GOAL OF THE EXERCISE
Images appear in the records below; leave them out and repeat everything else exactly.
-- start of MATERIAL PROVIDED --
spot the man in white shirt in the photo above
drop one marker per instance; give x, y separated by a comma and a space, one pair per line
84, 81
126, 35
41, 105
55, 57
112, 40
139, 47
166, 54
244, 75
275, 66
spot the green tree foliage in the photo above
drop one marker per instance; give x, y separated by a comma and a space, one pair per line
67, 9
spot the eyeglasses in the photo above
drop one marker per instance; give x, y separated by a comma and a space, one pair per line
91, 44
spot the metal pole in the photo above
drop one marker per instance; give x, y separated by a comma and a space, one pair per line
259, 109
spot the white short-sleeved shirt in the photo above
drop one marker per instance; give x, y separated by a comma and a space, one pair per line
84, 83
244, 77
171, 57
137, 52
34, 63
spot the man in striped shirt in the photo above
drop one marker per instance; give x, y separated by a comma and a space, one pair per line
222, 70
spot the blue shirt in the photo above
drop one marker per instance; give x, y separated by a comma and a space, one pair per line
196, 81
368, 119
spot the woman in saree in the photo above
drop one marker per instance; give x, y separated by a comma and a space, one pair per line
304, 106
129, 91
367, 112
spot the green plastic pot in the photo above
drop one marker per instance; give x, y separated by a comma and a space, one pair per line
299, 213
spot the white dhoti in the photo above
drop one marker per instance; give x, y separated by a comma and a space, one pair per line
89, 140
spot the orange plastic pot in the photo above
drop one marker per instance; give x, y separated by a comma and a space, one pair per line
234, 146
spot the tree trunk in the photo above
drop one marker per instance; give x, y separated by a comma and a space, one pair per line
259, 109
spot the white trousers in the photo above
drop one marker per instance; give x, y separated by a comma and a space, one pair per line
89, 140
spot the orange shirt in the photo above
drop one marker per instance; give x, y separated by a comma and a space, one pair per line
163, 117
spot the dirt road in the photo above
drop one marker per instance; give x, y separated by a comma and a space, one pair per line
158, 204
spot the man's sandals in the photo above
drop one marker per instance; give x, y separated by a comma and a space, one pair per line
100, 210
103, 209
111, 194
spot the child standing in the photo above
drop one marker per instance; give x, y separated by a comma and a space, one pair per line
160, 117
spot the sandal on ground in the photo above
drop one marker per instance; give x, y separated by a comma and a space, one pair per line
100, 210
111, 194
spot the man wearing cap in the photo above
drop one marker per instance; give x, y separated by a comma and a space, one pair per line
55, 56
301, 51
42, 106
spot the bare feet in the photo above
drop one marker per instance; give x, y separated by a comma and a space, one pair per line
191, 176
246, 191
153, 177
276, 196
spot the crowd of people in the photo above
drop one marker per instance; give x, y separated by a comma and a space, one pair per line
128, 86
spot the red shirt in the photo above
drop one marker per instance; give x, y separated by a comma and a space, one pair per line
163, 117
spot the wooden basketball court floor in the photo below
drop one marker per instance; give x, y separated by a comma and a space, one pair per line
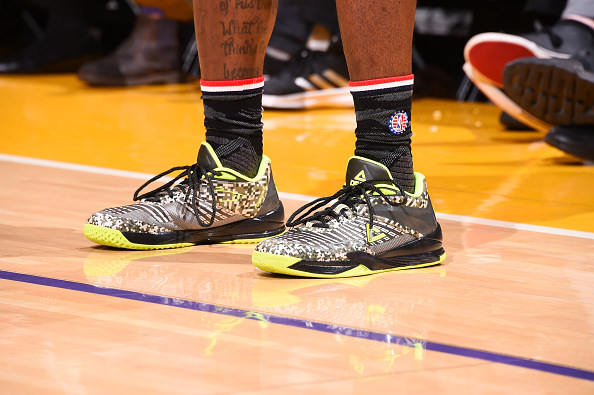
510, 311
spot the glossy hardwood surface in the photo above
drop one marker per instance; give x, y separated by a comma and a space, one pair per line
502, 289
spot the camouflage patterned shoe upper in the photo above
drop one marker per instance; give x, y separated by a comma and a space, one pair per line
206, 203
371, 227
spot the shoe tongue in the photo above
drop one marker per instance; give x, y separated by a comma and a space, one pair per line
362, 169
207, 159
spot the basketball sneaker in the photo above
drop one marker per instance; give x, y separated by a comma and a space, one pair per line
488, 53
557, 91
206, 203
316, 80
371, 227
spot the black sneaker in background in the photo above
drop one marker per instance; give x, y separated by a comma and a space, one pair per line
315, 80
556, 91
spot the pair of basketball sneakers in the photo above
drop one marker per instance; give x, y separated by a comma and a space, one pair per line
370, 225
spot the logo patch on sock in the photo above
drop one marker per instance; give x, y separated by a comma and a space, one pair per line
398, 122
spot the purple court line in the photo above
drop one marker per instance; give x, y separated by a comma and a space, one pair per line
304, 324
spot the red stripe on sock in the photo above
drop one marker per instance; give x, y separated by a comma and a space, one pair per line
379, 81
232, 83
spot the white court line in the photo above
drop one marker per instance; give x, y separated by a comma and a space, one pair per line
293, 196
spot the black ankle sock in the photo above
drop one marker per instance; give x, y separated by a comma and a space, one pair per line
233, 121
383, 132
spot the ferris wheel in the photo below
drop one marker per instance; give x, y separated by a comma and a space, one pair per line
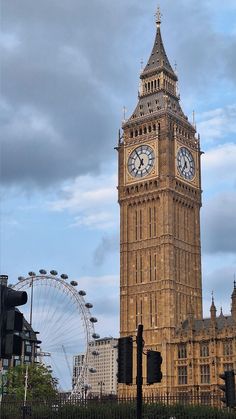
58, 311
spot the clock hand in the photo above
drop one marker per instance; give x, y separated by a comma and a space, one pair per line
141, 163
138, 156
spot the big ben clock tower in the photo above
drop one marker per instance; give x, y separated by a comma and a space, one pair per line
160, 199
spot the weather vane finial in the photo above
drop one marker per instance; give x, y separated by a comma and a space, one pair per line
158, 17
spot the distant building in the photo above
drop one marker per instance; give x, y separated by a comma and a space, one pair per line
78, 361
103, 360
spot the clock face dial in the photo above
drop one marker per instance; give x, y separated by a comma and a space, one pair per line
141, 161
185, 163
-- end of MATERIAL PROVIDED --
ANSWER TO THE EXERCISE
spot the man in white shirt in the photo above
drop one marker per instance; give x, y separated by a comma and a space, one pair per line
84, 81
126, 35
41, 105
55, 57
112, 40
139, 47
166, 54
244, 75
275, 66
spot the green tree foliage in the photo above
drop one marker per instance; give x, y separated by a comma and a space, one pair per line
67, 9
spot the eyeglasses in the photo above
drop one marker per instance; give x, y separated by a comma and a space, one pair per line
91, 44
spot the metal pole in the photo above
drop one marker per instance; give x, y separated by a comma and a space, one pair per line
259, 109
spot the white short-sleeved shirt in the photo above
drop one marker per instance; give x, y separated by a comma and a space, one pair per line
84, 83
244, 77
171, 57
137, 52
34, 63
spot the man in striped shirt in the photo above
drop one marker per instance; give x, y separated by a comma and a space, one pair per line
222, 70
spot the blue shirt in the photo above
drop one marker per instance; give x, y separated by a comma and a space, one pair per line
196, 81
368, 119
spot the woman in saree in the photo above
drop one marker per instance; give x, y separated by a comma and a space, one pair per line
304, 106
129, 91
367, 112
spot the green plastic pot in the photo above
drop one marker per instance; give x, y separated by a comma and a space, one pair per line
299, 213
spot the white dhoti in the photo above
drop one marker per instance; give x, y separated by a comma and a space, one pair per line
89, 140
spot the orange plastic pot in the photo above
drop one marker per instance; give x, y separated by a comma and a space, one pair per line
234, 146
spot the tree trunk in the photo above
drop one marker per instance; give x, y separated by a comma and a space, one pair per line
259, 109
spot the white trousers in the photo above
drop one marker per instance; give x, y separated by a comma and a space, one pair per line
89, 140
spot the orange shirt in the photo above
drop one marker per instance; give x, y separated by a comma and a space, one pair per line
163, 117
spot the dirt road in the photo above
drop one marker per instance; give x, y separated by a comma and a space, one pair per line
158, 204
spot the man's sandals in the photo above
drop one marker per instance; give x, y separated by a comma and a space, one pair per line
100, 210
103, 209
111, 194
spot the child standing in the photo above
drop one marker per instance; give x, y separated by a comma and a space, one pair per line
160, 117
spot the sandal on ground in the photo above
drop one marker per instance; give x, y separated by a comma and a space, one pair per line
100, 210
111, 194
spot the man wearing cap in the photo above
drop one marker per instance; give x, y separated by a comma and a space, one pair per line
55, 56
301, 51
42, 106
spot the bare feet in the photo above
drop one marker per instance; give x, y separated by a comma and a space, one pair per line
191, 176
246, 191
153, 177
276, 196
spot the crowd of people in the photo above
drop one marker per instance; give x, y separated by a comma and a space, one pair per line
128, 86
spot the red shirt in the photo above
drop one marker per instance; give x, y separated by a comma and a space, one pair per line
163, 117
spot the wooden basketball court floor in the photo below
drop one marker per instance; give x, y separated by a comma and a space, one pair per line
510, 311
spot the glossy hardwood surface in the photo above
drop one marker per instance; give x, y separated by a comma and a space, one pair per line
502, 289
spot the camouflage patterned shoe upper in the photo above
drop one marker per instance; give x, y separated by a comma and a space, one pair per line
206, 203
371, 227
spot the shoe tongue in the photo above
drop one marker per instance; give x, y separated by a comma and a space, one pair per line
362, 169
207, 159
spot the basketball sneaker in the photo above
drop one marker per instance; give x, y separated by a comma and a space, one pair per line
488, 53
557, 91
206, 203
316, 80
371, 227
spot the black sneaker in background in the photo above
drop one marker per instance; give x, y separated by a comma and a space, one pair per line
315, 80
556, 91
spot the pair of basketball sneakers in the photo above
drop one marker per instance; give x, y separated by a comma and a space, one pair per line
370, 225
spot the logo patch on sock in the photo above
drop one marker per instance; give x, y separated by a comma and a space, one pair per line
398, 122
spot the purple court line in the photo above
drop one marker per instance; give x, y separated by a comma and a space, one pair per line
304, 324
spot the red stripe on sock in the photo above
drop one marker per instance; give x, y separated by a comma and a space, one pair per line
379, 81
232, 83
spot the white court line in the photo above
drop one marker per instance; give x, y separated by a comma and a space, one pair per line
293, 196
spot the black ankle sock in the photo above
drop one marker per instance; give x, y separated by a comma and a space, one pair per line
233, 121
383, 132
spot the ferris wheel in the photo below
drop one marker per instance; give x, y separated by a comma and a space, one pair per line
58, 311
spot the clock hand in the photo above
drop one marker per instance; give x, y separated by a comma and a space, one pair per line
141, 163
138, 156
spot the big ben clock tower in the photo above
drop one marker per instance; give x, y separated by a comma and a space, one pair per line
160, 199
spot the weather vane finial in the photo above
drop one marker per instance; give x, y separated by a comma and a space, one pair per line
158, 17
spot the distant building in the photo above
drop one marker per instance; give x, y separated by a comma and a space, one pair per line
78, 361
103, 360
spot the clock face dial in the photo above
drop one marker per instance; give x, y separated by a comma and a space, one pair per line
141, 161
185, 163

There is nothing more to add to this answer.